== Work to complete ==
1 – Extract the statistics passage from "Interpretation: In the" up to and including "et al., 2021).", word for word.
2 – Translate this sentence from the statistics passage into Spanish: "Two groups can share an identical mean yet differ dramatically in their spread."

Interpretation: In the symmetric distribution (Panel A), all three measures nearly coincide—a hallmark of normality. In Panel B, the outlier pulls the mean rightward while the median and mode remain stable, demonstrating the mean’s vulnerability to extreme values (Gravetter et al., 2021).

4.5 Summary: Choosing a Measure of Central Tendency

Measure Best used when… Sensitive to outliers? Works with nominal data?
Mean Data are continuous, roughly symmetric Yes No
Median Data are skewed or contain outliers No No
Mode Data are categorical, or you need the most frequent value No Yes

5 Measures of Variability

Reporting only a measure of central tendency is insufficient and can be misleading (Thomas et al., 2015; Weir & Vincent, 2021). Two groups can share an identical mean yet differ dramatically in their spread. For instance, two groups of runners both averaging 10.5 s in the 100-m dash might have standard deviations of 0.2 s (a homogeneous, elite group) versus 1.8 s (a heterogeneous recreational group)—a distinction with profound practical implications for training design.

== Information provided ==
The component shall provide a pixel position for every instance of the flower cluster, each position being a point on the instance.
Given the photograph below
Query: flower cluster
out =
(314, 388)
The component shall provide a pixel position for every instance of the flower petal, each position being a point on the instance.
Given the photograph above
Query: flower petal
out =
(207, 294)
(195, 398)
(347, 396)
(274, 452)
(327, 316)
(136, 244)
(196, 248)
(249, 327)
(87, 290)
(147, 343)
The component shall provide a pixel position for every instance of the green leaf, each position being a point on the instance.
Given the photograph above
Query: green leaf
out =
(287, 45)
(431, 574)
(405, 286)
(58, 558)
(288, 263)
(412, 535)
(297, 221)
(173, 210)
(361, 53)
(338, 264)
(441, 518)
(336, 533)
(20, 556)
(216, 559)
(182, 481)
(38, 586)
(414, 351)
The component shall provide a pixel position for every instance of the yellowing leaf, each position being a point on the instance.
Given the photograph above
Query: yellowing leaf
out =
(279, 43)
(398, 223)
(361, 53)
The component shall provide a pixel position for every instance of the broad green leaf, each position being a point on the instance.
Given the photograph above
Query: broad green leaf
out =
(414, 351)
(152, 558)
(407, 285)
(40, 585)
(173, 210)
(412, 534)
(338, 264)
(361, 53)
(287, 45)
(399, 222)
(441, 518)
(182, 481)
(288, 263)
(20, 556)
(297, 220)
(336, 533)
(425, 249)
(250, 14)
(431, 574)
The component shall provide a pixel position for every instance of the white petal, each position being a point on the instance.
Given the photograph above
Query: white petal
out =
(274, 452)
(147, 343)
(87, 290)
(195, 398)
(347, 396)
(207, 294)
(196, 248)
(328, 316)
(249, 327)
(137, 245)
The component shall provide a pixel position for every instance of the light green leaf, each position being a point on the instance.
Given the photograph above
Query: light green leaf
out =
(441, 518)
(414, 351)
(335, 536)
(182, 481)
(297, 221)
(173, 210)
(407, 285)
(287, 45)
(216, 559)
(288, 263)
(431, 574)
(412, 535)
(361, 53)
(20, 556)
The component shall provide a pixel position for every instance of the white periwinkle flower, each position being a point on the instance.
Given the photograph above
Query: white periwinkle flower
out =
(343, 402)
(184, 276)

== Answers for the exercise ==
1 –
Interpretation: In the symmetric distribution (Panel A), all three measures nearly coincide—a hallmark of normality. In Panel B, the outlier pulls the mean rightward while the median and mode remain stable, demonstrating the mean’s vulnerability to extreme values (Gravetter et al., 2021).

2 – Dos grupos pueden compartir una media idéntica y, sin embargo, diferir enormemente en su dispersión.